● EXERCISE OBJECTIVE
Output the data below only from the line containing "locate the lamp" up to and including the line containing "locate the grass in the photo above", exact and with the pictures left out.
ENTRIES PROVIDED Block Start
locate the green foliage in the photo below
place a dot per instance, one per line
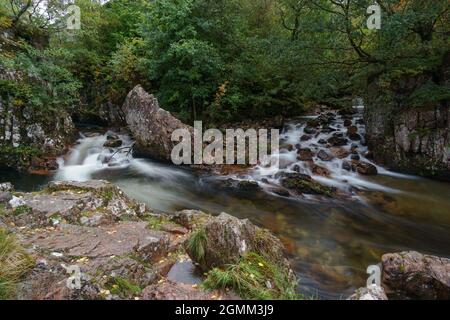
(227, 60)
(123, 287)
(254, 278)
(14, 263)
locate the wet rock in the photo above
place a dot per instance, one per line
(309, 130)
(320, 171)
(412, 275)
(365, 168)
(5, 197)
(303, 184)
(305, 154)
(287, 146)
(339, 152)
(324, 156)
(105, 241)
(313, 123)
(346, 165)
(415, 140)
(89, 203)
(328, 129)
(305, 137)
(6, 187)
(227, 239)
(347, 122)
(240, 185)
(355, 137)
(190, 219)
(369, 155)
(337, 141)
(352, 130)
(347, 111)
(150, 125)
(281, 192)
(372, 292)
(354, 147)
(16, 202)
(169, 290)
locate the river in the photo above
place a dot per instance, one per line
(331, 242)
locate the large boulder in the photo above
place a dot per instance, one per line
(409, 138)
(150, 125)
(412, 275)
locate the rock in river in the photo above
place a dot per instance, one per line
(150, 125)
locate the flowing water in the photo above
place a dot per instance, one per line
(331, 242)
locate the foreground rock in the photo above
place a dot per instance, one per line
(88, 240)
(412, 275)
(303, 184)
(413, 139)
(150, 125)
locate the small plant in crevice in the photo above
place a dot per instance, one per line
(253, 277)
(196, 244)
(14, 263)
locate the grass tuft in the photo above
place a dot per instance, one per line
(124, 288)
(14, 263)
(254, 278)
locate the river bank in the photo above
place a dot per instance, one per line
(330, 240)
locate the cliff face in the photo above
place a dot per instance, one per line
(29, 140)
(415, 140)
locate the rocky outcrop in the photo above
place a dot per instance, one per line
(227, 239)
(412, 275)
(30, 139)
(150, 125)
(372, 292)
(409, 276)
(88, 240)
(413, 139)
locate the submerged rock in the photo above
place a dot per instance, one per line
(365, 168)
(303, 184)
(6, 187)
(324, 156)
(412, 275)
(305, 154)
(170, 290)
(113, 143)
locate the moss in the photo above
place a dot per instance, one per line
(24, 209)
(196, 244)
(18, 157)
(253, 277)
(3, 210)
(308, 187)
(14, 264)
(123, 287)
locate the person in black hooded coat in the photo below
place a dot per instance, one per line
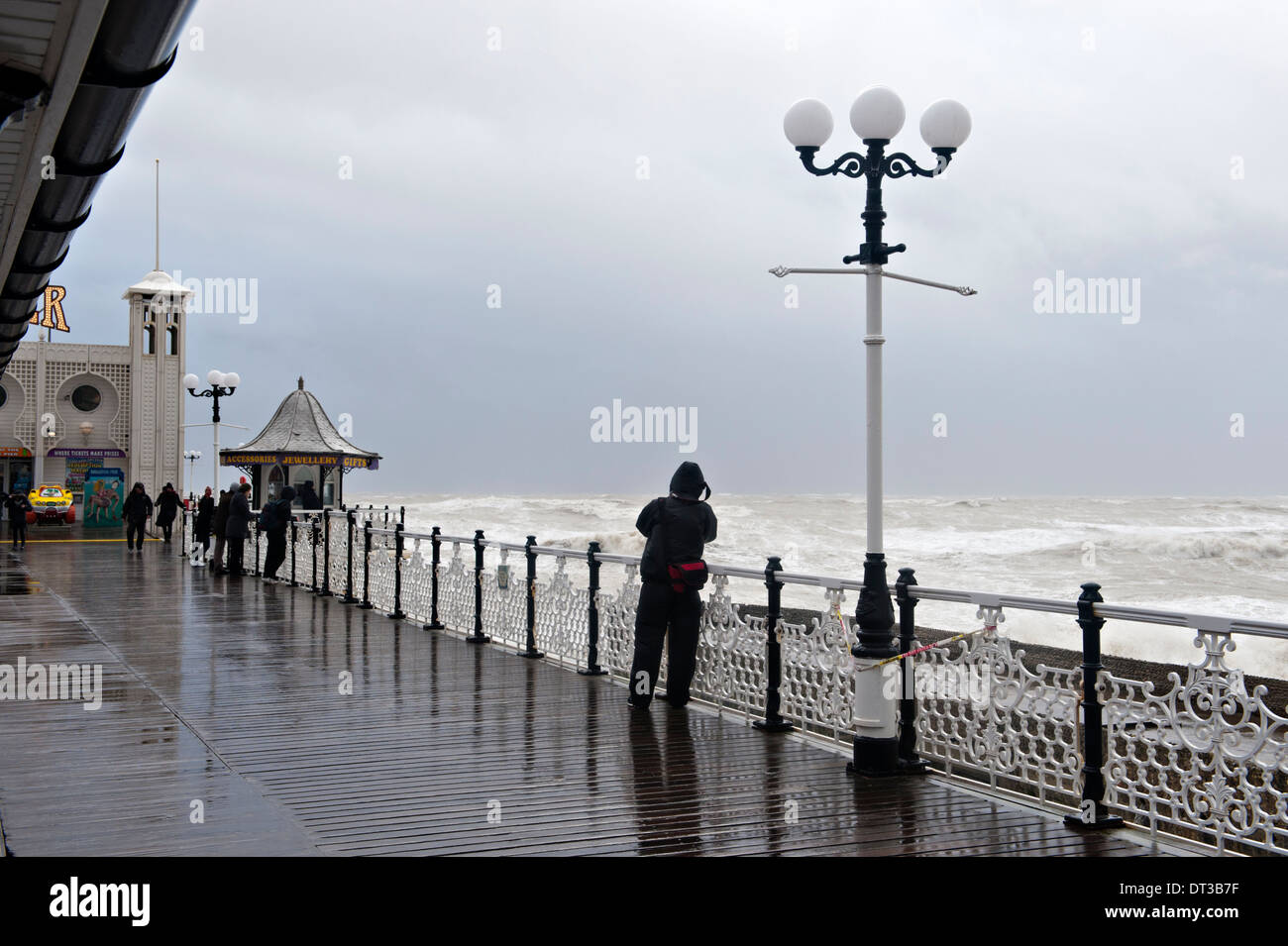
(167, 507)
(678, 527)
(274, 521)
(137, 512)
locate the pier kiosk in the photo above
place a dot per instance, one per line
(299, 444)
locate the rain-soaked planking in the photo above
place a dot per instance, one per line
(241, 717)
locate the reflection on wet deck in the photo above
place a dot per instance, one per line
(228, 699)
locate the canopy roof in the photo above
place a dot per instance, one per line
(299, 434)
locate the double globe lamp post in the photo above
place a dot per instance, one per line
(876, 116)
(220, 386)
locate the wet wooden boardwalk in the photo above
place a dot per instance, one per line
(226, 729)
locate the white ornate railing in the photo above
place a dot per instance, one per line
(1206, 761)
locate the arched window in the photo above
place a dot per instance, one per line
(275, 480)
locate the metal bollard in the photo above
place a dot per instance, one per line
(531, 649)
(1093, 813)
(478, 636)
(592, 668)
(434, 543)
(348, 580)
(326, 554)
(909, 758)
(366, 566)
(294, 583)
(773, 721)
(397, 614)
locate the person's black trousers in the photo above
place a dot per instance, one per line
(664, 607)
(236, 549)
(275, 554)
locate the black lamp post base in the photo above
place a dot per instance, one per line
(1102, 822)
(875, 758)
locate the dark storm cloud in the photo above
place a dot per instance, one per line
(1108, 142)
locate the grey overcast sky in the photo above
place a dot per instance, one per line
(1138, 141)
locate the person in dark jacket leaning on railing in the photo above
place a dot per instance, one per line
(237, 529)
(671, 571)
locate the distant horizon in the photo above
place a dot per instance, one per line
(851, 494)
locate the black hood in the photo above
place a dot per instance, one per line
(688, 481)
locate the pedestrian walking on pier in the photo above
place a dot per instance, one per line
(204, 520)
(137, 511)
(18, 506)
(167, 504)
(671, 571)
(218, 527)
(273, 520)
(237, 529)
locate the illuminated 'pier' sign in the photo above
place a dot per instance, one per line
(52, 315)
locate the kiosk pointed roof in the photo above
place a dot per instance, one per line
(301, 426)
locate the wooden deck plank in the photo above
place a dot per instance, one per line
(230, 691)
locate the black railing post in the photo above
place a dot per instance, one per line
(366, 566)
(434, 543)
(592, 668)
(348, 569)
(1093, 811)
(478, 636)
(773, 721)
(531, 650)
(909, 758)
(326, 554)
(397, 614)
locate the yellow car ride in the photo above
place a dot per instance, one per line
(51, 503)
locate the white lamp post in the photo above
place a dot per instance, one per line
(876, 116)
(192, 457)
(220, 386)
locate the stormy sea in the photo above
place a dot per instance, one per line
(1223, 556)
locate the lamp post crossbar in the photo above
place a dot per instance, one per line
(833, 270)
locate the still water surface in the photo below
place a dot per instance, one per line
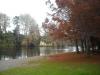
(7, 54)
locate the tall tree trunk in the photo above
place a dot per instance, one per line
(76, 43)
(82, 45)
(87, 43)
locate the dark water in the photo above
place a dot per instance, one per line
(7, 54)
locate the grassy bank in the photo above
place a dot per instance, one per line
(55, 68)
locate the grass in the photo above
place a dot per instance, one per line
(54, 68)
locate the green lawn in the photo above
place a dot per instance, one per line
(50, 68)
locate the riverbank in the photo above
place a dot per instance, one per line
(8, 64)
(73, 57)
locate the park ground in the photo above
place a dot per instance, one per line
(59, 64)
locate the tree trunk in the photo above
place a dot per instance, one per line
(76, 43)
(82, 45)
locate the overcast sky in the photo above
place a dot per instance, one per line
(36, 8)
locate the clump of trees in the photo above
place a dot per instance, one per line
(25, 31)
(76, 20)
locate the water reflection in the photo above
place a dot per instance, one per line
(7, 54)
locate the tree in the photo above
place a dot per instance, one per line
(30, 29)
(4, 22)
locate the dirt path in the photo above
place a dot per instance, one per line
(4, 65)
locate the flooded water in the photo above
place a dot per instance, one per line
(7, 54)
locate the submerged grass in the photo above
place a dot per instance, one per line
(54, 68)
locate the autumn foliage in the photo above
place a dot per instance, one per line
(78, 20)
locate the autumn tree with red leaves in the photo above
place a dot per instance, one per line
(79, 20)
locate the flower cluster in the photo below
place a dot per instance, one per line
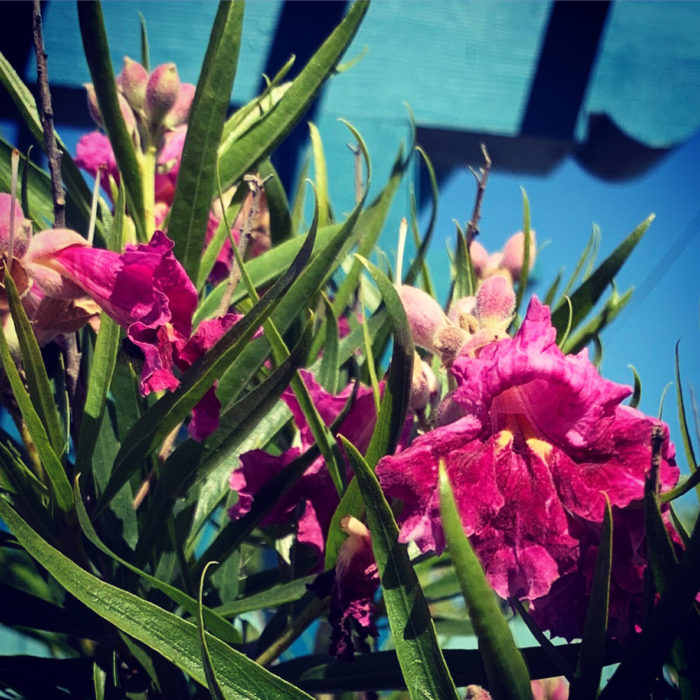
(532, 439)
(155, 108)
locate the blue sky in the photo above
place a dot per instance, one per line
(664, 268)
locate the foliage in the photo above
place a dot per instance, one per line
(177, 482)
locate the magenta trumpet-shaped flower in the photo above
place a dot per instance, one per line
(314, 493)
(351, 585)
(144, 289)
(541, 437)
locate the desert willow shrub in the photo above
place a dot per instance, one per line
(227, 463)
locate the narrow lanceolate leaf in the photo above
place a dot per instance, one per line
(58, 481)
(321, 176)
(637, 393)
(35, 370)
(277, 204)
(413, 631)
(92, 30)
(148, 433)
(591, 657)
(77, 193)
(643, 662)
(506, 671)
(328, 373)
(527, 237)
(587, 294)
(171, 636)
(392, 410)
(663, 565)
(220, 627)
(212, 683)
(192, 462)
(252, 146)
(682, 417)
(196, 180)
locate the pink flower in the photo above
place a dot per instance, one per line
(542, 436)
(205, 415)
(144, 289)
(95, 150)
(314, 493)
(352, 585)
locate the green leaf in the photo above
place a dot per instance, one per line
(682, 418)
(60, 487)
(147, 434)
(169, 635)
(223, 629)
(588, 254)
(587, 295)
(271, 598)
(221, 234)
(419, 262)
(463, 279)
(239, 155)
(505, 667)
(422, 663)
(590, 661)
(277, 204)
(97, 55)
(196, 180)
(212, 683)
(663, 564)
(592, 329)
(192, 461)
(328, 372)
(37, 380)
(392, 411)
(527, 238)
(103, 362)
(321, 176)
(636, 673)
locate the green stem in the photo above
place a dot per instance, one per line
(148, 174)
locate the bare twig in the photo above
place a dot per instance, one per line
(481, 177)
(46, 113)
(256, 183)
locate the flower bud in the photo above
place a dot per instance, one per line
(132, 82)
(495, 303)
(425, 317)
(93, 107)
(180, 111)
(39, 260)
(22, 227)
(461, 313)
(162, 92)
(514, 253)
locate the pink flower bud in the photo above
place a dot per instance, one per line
ENTRIES PROVIDED Block End
● RESULT OF THE TASK
locate the lamp post crossbar in the photo above
place a dot per instance, one per line
(833, 270)
locate the still water surface in the photo below
place a dot per instance, one per line
(7, 54)
locate the tall tree trunk in the photo above
place a dot per instance, one per line
(76, 43)
(82, 45)
(87, 43)
locate the dark water in the photo above
place a dot per instance, one per line
(7, 54)
locate the grassy bank in the photo above
place a dot per instance, one per line
(55, 68)
locate the grass in the photo above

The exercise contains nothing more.